▸ INSTRUCTIONS FOR THE TASK: Copy out every line in the data below that contains the word "flag".

** start of MATERIAL FOR THIS TASK **

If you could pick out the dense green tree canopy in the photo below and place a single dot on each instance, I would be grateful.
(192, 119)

** end of MATERIAL FOR THIS TASK **
** start of MATERIAL FOR THIS TASK **

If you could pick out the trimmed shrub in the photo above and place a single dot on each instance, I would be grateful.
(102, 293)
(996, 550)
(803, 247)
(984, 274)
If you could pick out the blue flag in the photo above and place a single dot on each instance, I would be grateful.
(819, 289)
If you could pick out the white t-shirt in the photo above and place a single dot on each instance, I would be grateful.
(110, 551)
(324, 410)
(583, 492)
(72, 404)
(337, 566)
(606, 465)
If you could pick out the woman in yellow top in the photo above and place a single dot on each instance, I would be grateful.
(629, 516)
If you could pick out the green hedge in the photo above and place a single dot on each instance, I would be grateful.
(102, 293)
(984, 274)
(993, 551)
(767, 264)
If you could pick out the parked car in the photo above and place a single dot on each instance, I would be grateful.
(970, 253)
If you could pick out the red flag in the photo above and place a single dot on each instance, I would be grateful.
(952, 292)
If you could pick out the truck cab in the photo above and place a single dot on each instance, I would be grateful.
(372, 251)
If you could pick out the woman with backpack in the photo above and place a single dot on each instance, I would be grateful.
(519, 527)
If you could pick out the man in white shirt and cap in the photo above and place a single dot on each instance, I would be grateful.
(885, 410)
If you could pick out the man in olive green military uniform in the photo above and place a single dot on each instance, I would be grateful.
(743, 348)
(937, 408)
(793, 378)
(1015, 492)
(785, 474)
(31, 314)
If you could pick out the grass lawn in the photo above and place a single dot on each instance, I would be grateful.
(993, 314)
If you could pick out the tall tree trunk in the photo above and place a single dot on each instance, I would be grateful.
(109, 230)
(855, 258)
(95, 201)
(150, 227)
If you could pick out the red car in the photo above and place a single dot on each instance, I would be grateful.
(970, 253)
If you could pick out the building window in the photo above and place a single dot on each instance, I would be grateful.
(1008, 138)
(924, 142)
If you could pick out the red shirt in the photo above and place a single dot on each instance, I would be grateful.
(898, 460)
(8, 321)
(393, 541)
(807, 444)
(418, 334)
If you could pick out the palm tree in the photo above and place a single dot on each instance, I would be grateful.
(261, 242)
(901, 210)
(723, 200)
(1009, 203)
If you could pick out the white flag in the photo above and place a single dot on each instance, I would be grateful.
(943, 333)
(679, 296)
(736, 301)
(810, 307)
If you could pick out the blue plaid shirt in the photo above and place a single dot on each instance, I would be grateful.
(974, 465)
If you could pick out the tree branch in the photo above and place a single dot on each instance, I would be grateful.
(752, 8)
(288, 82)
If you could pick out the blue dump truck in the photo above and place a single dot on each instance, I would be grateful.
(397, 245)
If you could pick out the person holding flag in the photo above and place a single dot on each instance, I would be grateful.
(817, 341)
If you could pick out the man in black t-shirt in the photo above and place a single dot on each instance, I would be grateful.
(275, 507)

** end of MATERIAL FOR THIS TASK **

▸ SOLVED EXERCISE:
If you could pick out the blue flag in the photo above and place a single dot on each instance, I would be grateful.
If you could pick out the red flag in the photo above and place a single dot on each instance, I would be grateful.
If you could pick out the white flag in the photo above and place a single dot on each instance, I would be grateful.
If you could pick out the person holding flag in the photo above and place a single dot on each instance, I would be grateful.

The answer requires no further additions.